● **Records from a data source**:
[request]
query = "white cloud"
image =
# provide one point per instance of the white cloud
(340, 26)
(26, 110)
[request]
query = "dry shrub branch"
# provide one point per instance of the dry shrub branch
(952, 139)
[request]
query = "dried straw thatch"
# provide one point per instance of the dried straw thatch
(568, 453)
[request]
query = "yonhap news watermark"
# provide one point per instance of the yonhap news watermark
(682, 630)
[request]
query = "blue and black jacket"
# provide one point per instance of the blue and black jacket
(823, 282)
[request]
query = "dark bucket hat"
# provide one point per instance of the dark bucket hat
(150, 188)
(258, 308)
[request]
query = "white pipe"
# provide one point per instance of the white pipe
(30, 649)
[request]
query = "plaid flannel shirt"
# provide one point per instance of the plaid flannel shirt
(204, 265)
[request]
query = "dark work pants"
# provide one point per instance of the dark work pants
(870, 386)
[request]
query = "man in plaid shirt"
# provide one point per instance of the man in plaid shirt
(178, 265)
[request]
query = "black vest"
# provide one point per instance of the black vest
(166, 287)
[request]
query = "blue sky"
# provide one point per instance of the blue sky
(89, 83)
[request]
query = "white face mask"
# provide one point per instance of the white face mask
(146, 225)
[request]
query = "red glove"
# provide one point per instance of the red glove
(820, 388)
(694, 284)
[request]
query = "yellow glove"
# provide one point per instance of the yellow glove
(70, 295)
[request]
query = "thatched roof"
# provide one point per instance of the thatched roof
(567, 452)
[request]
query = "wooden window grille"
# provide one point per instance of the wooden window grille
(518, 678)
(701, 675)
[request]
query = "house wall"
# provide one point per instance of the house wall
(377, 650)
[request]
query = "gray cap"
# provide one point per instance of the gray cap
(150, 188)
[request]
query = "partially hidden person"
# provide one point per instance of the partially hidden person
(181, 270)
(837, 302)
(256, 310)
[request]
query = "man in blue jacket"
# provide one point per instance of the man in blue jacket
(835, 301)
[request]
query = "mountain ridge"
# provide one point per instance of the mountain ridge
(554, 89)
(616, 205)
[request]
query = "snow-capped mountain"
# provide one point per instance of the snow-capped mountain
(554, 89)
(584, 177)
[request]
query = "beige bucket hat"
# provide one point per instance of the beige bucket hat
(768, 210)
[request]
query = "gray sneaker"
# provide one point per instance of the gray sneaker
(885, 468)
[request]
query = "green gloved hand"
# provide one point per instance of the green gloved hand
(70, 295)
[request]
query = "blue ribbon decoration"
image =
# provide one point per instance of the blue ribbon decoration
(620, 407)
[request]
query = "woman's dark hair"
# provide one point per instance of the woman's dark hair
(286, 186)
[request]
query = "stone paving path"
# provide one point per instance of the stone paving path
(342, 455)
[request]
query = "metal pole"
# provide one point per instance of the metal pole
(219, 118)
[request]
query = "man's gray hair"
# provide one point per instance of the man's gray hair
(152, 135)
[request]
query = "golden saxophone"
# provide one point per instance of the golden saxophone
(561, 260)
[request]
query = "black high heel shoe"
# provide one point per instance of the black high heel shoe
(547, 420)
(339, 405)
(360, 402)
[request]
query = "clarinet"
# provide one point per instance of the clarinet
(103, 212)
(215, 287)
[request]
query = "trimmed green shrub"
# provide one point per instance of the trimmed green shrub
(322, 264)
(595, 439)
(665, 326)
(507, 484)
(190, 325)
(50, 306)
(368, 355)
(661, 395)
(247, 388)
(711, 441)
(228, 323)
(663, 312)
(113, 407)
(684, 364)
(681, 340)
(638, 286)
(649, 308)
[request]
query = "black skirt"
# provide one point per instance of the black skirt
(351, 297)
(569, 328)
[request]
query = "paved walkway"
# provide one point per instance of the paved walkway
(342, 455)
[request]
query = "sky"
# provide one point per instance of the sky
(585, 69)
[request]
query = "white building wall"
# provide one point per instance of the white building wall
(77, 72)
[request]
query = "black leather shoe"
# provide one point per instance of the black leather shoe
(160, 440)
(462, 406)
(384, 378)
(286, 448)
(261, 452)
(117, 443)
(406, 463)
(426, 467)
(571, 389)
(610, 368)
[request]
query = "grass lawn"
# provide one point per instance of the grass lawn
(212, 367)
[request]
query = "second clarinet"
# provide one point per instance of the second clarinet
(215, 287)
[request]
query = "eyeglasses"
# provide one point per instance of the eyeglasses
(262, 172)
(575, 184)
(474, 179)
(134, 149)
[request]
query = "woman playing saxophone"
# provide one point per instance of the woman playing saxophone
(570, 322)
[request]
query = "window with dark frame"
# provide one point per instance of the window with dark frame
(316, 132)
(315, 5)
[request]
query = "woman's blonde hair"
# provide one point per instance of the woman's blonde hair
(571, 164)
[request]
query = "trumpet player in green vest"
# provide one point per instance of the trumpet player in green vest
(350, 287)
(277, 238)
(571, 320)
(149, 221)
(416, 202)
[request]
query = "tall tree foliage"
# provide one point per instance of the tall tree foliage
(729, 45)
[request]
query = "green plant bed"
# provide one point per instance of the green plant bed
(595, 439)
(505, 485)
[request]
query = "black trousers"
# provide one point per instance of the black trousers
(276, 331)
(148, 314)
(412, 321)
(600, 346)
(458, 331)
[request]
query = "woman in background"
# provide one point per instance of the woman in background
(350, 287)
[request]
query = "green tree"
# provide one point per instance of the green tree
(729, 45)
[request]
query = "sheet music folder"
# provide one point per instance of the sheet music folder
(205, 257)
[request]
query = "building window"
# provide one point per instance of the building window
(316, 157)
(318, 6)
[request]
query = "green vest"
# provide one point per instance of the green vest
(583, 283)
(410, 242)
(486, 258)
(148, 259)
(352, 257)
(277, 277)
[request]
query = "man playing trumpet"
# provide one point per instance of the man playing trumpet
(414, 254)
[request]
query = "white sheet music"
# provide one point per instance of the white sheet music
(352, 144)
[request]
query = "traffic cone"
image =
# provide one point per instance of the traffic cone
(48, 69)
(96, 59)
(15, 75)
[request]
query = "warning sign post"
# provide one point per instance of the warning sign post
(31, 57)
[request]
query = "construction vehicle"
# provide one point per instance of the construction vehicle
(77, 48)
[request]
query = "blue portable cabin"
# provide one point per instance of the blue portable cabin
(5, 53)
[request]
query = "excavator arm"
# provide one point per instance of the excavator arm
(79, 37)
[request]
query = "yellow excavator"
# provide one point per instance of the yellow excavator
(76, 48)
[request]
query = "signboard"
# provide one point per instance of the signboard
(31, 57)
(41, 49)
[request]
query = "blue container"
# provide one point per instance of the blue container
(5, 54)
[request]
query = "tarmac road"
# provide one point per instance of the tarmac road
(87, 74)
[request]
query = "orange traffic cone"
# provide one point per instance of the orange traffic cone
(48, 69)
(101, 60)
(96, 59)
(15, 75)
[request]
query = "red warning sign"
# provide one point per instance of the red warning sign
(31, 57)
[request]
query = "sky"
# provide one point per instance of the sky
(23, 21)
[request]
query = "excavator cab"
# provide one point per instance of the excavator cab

● **Brief**: Pull out every line of the rows above that contains the word "pants".

● **Answer in full**:
query = "dark work pants"
# provide one point per instance of the dark work pants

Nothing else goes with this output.